Top of Excerpted data

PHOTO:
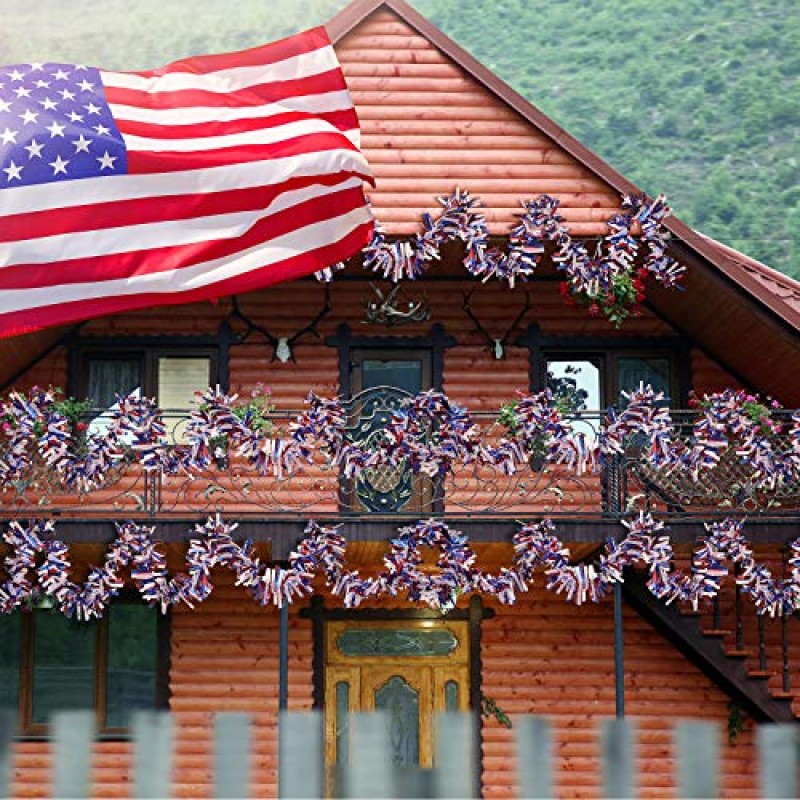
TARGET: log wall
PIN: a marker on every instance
(542, 656)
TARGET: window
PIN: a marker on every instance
(406, 370)
(392, 374)
(593, 381)
(50, 663)
(170, 376)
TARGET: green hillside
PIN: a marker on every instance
(698, 99)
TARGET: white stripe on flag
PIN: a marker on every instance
(280, 133)
(224, 81)
(170, 233)
(313, 104)
(270, 172)
(282, 248)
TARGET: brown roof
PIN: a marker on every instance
(358, 14)
(433, 118)
(781, 287)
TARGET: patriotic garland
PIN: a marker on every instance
(429, 433)
(609, 279)
(39, 565)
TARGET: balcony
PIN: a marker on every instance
(252, 479)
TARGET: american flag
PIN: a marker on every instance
(213, 176)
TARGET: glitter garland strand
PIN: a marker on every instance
(429, 432)
(608, 279)
(39, 565)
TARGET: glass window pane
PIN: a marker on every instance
(576, 384)
(451, 696)
(396, 642)
(342, 723)
(63, 669)
(178, 380)
(633, 370)
(399, 374)
(400, 701)
(10, 627)
(109, 377)
(132, 662)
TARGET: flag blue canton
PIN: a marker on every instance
(55, 125)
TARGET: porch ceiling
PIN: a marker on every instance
(369, 536)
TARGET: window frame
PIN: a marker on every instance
(27, 660)
(605, 351)
(358, 355)
(607, 362)
(149, 355)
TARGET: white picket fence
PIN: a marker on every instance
(371, 773)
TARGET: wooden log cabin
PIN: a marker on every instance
(432, 119)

Bottom of Excerpted data

» **Assigned task**: In the listing above, show every line with the word "flag".

» **Answer to this exercise**:
TARGET: white stripe on flag
TARGET: american flag
TARGET: flag blue canton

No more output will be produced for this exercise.